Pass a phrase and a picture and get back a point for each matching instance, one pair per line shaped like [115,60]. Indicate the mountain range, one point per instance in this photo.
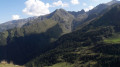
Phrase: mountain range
[64,38]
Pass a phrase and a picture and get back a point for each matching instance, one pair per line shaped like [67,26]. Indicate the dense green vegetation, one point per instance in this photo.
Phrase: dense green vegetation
[86,47]
[20,45]
[41,44]
[115,39]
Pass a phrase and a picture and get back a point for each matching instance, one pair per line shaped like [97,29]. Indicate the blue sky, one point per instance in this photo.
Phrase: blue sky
[18,9]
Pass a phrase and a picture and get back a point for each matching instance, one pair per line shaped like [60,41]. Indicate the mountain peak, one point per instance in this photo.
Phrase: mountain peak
[113,2]
[60,10]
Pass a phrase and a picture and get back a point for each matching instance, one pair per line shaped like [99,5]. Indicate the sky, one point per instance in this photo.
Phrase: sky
[19,9]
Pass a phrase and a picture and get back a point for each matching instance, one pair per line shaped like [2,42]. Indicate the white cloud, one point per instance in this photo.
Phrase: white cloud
[95,0]
[89,8]
[74,1]
[84,4]
[36,8]
[15,17]
[60,3]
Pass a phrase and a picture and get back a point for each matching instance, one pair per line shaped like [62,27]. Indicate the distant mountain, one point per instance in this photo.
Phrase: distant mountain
[15,23]
[87,47]
[20,45]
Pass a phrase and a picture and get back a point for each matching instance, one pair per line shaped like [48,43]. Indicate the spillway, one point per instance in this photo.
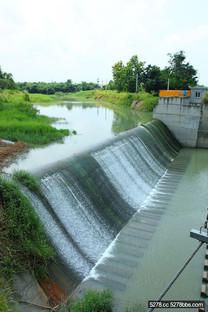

____________________

• Task to complete
Rewrite all the records above with every "photo" swapped for "image" and everything else unchanged. Omit the pictures from your answer.

• Written response
Pass a phrase and a picture and get back a point for each matching instance, one pair per line shaped like [115,60]. Indicate the mountain range, one point per instance in this image.
Phrase: mountain range
[64,38]
Pass a phrase and a picture and get back a point for each matching instance, one pair per line shaped like [67,26]. Indicate the dense green vegetation, one point per instance in this image.
Phrase: dense green vegetation
[86,47]
[20,45]
[41,44]
[115,39]
Pass a phrase and a picture and get back a point for each matching instance, one pair per line shaped like [97,29]. Indicate the blue sky, one point per instance in this image.
Phrase: blue sky
[18,9]
Pass a phrase and a picture and get back a point for each matching instance, one pair per line shaped like [60,41]. Indicate the mountain peak, one point per instance in this image.
Phrase: mountain peak
[113,2]
[60,10]
Pass a phrase and a picture and get back a point for each matching instance, one pair per line shaped like [99,5]. Indicate the sky, one point per instance in this image.
Phrase: sky
[19,9]
Pass a phrase and a picture and get back a point for each matching instance, one pair per line shaped like [2,42]. Indicate the white cloud, one point per instance in this image.
Phrase: white cloud
[95,0]
[89,8]
[74,1]
[84,4]
[36,8]
[15,17]
[60,3]
Pass a phrase and a picture and get back a point for each matching instance, one pair per line shaped like [62,27]. Indicate the distant mountain, one point per instance in this image.
Phrase: distant mountain
[15,23]
[87,47]
[20,45]
Pass a phrase and a picture and get back a point for each matching instance, one pair per line shaped like [48,43]. Indicate the spillway, one point per instance in this image.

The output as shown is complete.